Despite the five nuclear-weapon state parties to the Treaty on the Non-Proliferation of Nuclear Weapons (NPT) – China, France, Russia, the United Kingdom, and the United States – releasing a Jan. 2022 joint statement affirming that “a nuclear war cannot be won and must never be fought,” the global nonproliferation regime today is on shaky ground. Russian President Vladimir Putin has threatened to use nuclear weapons if NATO members intervene militarily in Ukraine. Iran is moving closer to acquiring sufficient material for a nuclear weapon, while negotiations to revive the 2015 Joint Comprehensive Plan of Action (JCPOA) appear to be at an impasse. Meanwhile, China and North Korea are building up their nuclear arsenals, while Russia and the United States have discontinued bilateral discussions about their own nuclear programs.
Against this backdrop, the Tenth NPT Review Conference (Revcon), which will be held on Aug. 1-26, at U.N. headquarters in New York, represents a crucial opportunity to restore the cornerstone of the global nuclear order. With its wide-reaching membership of 191 state parties (there are only four non-party states, India, Israel, Pakistan, and South Sudan, with North Korea having initiated a withdrawal procedure in Jan. 2003), the NPT has the largest membership of any arms control agreement. NPT parties gather every five years in accordance with Art. VIII, para. 3 to review the treaty’s operation and implementation of obligations such as in preventing the spread of nuclear weapons, disseminating the technology for peaceful uses of nuclear energy, and promoting the goal of nuclear disarmament.
But as the 2015 conference was unable to reach consensus on a substantive final declaration and as nuclear risks and threats increase daily, some experts argue that the NPT regime as a whole is at stake. Geopolitical differences may stymie progress. Russia, for instance, warned Washington in a Telegram post not “to use this specialized multilateral platform for raising issues that are non-essential to the NPT issue,” after the U.S. President’s special representative for nuclear non-proliferation Adam Scheinman’s July 21 article remarked on “Russia’s unjustified war against Ukraine.” And issues that derailed progress in previous conferences, like a weapons of mass destruction free zone (WMDFZ) in the Middle East, will continue to be on the agenda for the upcoming conference.
What should the international community expect from the NPT review conference? What gains could feasibly be obtained? Are there lessons learned from previous conferences that parties should heed? What role should civil society play? Just Security asked several top nuclear non-proliferation experts for their views on these crucial issues and more.
Ambassador Susan F. Burk – Former Special Representative of the President, Nuclear Nonproliferation (2009-2012).
Indispensable and irreplaceable. Over the many years I worked on behalf of the United States to promote and support the international nuclear nonproliferation regime, anchored by the NPT, I became convinced that every effort had to be made to maintain and strengthen this vital international legal instrument. “Imagine a world without the NPT,” Dr. Lewis Dunn used to say when I worked for him on the 1985 NPT Review Conference, “and the importance of our efforts will be clear.” In all honesty, I couldn’t then — and can’t now — imagine such a world. An imperfect treaty? Of course. But the NPT has provided an enduring legal framework and foundation for other critical elements of the international nuclear nonproliferation architecture, including nuclear weapon free zones, and international safeguards programs. Significant reductions in the U.S. and Russian nuclear arsenals over the years were facilitated by a strong NPT regime, as well. The Treaty’s key objectives of preventing the further spread of nuclear weapons, eliminating existing nuclear arsenals, and ensuring that all states have access to the peaceful atom for the social and economic benefit of their citizens remain as imperative today. Arguably, more so.

========================================

## Stated task A
Find every line of the entries that contains the word "white" and copy each one.
The entries below are unrelated to the NPT article.

========================================

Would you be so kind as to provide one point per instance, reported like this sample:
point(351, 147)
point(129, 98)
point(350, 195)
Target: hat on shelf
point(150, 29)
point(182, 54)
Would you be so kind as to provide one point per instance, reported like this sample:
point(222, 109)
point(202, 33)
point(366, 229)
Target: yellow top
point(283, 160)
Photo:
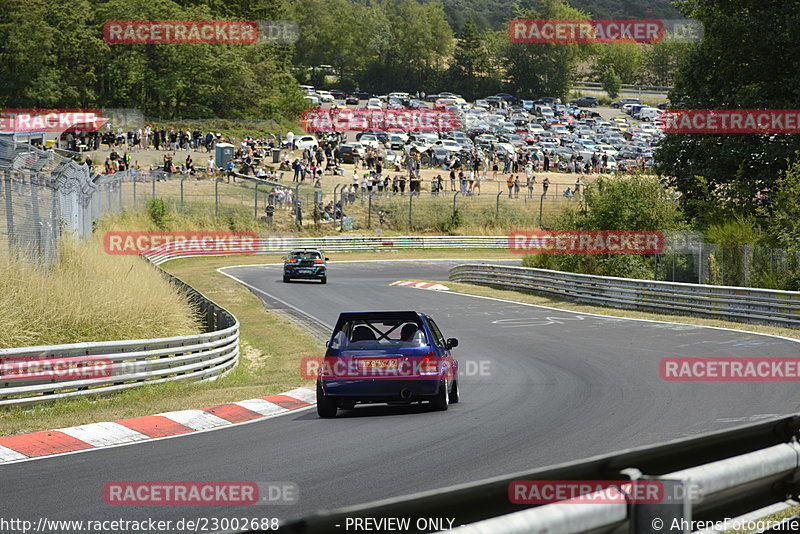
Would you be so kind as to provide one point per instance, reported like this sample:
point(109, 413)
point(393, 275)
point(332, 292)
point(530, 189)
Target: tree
point(611, 82)
point(783, 216)
point(662, 60)
point(544, 69)
point(737, 65)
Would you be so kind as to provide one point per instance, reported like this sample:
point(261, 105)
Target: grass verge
point(88, 295)
point(271, 350)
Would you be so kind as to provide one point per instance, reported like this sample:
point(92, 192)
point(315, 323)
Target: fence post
point(746, 265)
point(410, 199)
point(334, 203)
point(296, 203)
point(182, 179)
point(541, 208)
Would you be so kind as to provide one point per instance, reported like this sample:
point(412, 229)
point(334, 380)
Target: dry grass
point(88, 295)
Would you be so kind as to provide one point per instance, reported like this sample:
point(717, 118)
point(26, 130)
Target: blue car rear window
point(379, 334)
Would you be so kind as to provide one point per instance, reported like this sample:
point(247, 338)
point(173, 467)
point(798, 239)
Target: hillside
point(494, 13)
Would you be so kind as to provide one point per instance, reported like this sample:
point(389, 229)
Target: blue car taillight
point(429, 364)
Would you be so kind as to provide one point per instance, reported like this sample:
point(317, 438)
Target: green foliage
point(158, 212)
point(611, 82)
point(734, 232)
point(737, 65)
point(783, 215)
point(634, 202)
point(544, 69)
point(625, 59)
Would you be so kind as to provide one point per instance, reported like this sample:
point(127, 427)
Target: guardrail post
point(674, 509)
point(410, 199)
point(541, 208)
point(334, 202)
point(182, 179)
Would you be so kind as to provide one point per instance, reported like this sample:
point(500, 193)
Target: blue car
point(396, 357)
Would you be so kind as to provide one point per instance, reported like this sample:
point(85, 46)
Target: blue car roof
point(411, 315)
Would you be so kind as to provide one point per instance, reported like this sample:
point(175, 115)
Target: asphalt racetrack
point(541, 387)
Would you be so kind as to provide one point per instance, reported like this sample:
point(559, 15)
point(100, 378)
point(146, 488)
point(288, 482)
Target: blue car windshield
point(377, 334)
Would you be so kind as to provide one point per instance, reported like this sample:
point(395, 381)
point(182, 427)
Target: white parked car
point(369, 140)
point(448, 144)
point(306, 141)
point(324, 96)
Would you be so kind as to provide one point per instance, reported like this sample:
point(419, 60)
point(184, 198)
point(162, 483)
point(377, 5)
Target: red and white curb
point(162, 425)
point(420, 285)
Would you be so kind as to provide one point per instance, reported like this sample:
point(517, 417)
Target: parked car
point(306, 141)
point(397, 357)
point(623, 101)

========================================

## Stated task B
Rewrite the NPT article from the words "But as the 2015" through "the upcoming conference.", changing "stymie" to "hinder".

## Response A
Target: white parked car
Target: red and white curb

## Response B
But as the 2015 conference was unable to reach consensus on a substantive final declaration and as nuclear risks and threats increase daily, some experts argue that the NPT regime as a whole is at stake. Geopolitical differences may hinder progress. Russia, for instance, warned Washington in a Telegram post not “to use this specialized multilateral platform for raising issues that are non-essential to the NPT issue,” after the U.S. President’s special representative for nuclear non-proliferation Adam Scheinman’s July 21 article remarked on “Russia’s unjustified war against Ukraine.” And issues that derailed progress in previous conferences, like a weapons of mass destruction free zone (WMDFZ) in the Middle East, will continue to be on the agenda for the upcoming conference.